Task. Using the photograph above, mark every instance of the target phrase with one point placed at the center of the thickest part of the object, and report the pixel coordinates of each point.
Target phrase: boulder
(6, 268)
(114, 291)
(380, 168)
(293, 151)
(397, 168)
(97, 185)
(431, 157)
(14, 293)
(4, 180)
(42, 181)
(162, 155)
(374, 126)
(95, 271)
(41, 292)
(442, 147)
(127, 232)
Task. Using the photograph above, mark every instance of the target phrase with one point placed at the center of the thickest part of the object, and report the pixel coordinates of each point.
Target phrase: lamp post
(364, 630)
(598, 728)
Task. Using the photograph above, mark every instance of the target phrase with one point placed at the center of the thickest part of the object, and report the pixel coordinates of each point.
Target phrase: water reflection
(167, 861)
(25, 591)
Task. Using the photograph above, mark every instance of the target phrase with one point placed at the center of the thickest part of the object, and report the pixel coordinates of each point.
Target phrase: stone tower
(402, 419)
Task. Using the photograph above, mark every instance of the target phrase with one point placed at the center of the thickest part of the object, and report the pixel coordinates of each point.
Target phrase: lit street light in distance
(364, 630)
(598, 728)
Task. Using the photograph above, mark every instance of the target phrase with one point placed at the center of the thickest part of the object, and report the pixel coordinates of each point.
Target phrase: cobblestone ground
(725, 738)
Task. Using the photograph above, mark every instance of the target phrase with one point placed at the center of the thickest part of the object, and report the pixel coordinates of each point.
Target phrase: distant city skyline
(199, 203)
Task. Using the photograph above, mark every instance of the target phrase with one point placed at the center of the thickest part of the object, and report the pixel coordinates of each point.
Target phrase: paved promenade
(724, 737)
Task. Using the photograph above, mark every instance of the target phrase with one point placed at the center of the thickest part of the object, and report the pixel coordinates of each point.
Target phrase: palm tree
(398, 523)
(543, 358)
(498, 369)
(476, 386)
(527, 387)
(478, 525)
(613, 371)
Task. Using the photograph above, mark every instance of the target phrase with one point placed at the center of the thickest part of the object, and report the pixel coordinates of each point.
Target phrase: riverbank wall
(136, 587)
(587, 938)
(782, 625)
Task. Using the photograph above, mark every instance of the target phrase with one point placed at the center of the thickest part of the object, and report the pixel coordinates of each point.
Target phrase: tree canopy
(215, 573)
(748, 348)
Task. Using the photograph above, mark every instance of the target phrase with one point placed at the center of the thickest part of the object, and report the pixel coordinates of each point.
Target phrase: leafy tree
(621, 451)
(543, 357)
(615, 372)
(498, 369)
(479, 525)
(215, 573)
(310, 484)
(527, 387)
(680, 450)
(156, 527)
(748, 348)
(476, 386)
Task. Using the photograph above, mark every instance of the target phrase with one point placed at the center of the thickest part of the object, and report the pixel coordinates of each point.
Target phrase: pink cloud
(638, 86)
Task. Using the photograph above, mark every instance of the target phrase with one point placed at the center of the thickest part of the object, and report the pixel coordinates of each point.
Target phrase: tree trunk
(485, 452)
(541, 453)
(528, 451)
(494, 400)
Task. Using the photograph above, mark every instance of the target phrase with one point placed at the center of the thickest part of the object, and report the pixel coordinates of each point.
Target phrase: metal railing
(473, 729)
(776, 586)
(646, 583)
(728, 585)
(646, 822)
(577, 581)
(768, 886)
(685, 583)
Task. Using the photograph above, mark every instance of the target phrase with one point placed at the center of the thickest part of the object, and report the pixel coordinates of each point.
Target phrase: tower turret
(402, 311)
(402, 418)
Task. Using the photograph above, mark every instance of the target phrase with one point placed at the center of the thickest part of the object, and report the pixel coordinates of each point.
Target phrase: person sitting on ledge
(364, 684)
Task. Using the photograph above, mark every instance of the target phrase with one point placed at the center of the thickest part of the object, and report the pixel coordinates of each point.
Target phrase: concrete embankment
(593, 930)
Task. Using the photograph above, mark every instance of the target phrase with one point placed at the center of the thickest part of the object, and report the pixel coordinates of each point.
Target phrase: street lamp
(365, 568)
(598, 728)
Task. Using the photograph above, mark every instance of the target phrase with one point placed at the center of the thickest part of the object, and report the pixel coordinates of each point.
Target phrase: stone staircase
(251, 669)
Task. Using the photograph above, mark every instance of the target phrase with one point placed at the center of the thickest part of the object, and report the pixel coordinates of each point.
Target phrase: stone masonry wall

● ● ●

• _TASK STATEMENT_
The answer should repeat every line of the listing exactly.

• _ANSWER BOX_
Task. Using the photograph above, mark every instance of the target phrase with one point placed at the center of the thickest part of the object, and report the pixel coordinates of each point.
Target phrase: boulder
(6, 268)
(114, 291)
(380, 168)
(293, 151)
(397, 168)
(97, 185)
(431, 157)
(14, 293)
(4, 180)
(42, 181)
(162, 155)
(374, 126)
(95, 271)
(41, 292)
(442, 147)
(127, 232)
Task. Using the photograph above, mark every instance of the target phrase with one point placed at the center of the thickest part of the object, and report the pixel coordinates of each point.
Target phrase: lamp post
(364, 630)
(598, 728)
Task. Using the photograph above, mark every instance of the target phrase with one point placed at the center of the thickest part of the object, and report the pixel coordinates of each point.
Target phrase: water reflection
(167, 861)
(25, 591)
Task. Using the photograph above, mark every instance of the target phrase with one point placed at the center of the thickest part of the object, and report the pixel coordinates of each point.
Target phrase: stone tower
(402, 419)
Task. Using the photograph above, mark every instance of the target phrase with one point placed at the center of the thickest part of the object, and report the pixel coordinates of each point.
Target phrase: lit street light in distance
(364, 630)
(598, 728)
Task. Using the photograph above, mark every instance of the target phrase with one point placed at the center of the thickest part of the object, and report the pixel coordinates of each point.
Target phrase: cobblestone ground
(725, 738)
Task. Using the photograph above, mark every instance of the target phrase with one point placed at the center of the thickest part of the object, and report the pixel coordinates of each point.
Target phrase: distant city skyline
(199, 203)
Task. Using the photograph above, mark every instance of the target phrase with one point placed at the center of the thickest part of the object, and report the pixel coordinates of each point.
Target phrase: paved promenade
(724, 737)
Task. Using the photograph above, mark every instance of the target phrase with one point placed at the center of the thickest part of the object, and report the pixel coordinates of each point.
Target phrase: palm tree
(398, 523)
(543, 358)
(498, 369)
(476, 386)
(527, 387)
(478, 525)
(613, 371)
Task. Using the photograph above, mark every instance of the target phrase with one point placed at the center of the thickest part of the object, and report the pixel coordinates of each point.
Target phrase: riverbank wall
(136, 587)
(587, 938)
(782, 625)
Task. Using the photograph above, mark every instance of the target phrase with one point placed at the center of the thickest part of the object, and report the pixel coordinates of each point.
Target phrase: tree canopy
(215, 573)
(748, 348)
Task. Using the photograph above, mark every instance of the target phrase with one point placed at the center of the thickest part of the object, and report the pixel coordinates of each point.
Target phrase: leafy tree
(621, 451)
(543, 357)
(615, 372)
(498, 369)
(479, 525)
(215, 573)
(310, 484)
(527, 387)
(680, 450)
(156, 527)
(748, 348)
(476, 386)
Task. Using the photograph above, mark every instance of the target phrase with one point placed at the center of the thickest part of the object, and report the pixel coordinates of each point.
Target phrase: pink cloud
(638, 86)
Task. Using the photograph above, mark every instance of the target phrase with one point placed at the center of the thickest part of the object, and report the pixel coordinates of each point.
Target phrase: tree trunk
(485, 452)
(541, 453)
(528, 451)
(494, 400)
Task. Using the photograph above, mark every instance of the target phrase with one point placed at the center of the thickest part of the object, and report the pixel coordinates of each point.
Target phrase: metal railing
(473, 729)
(776, 586)
(646, 583)
(728, 585)
(646, 822)
(577, 581)
(768, 886)
(685, 583)
Task. Using the photograph above, mark every instance of the target phrase with one point placed at the center of the thickest part of the object, and report the pixel coordinates of each point.
Target phrase: tower turret
(402, 311)
(402, 418)
Task. Using the photograph above, mark every instance of the target phrase with one point placed at the center of the thickest part of the object, and report the pixel coordinates of each point.
Target phrase: person sitting on ledge
(364, 684)
Task. Using the photograph above, mark every instance of the target phrase with one point placed at the center of the thickest part of the object, and report the pixel coordinates of each point.
Target phrase: concrete embankment
(593, 930)
Task. Using the photograph above, mark every instance of the target phrase with one point placed at the center of the thickest part of the object, and report the pixel coordinates of each point.
Target phrase: street lamp
(365, 568)
(598, 728)
Task. Using the photograph above, mark every instance of the target phrase with one point placed at the center of the thickest part of the object, and report the pixel coordinates of each point.
Target phrase: stone staircase
(251, 669)
Task. Using the photograph above, mark every instance of the target phrase with one point placed at the center of the thickest part of the object, and report the pixel coordinates of each point.
Target phrase: stone masonry wall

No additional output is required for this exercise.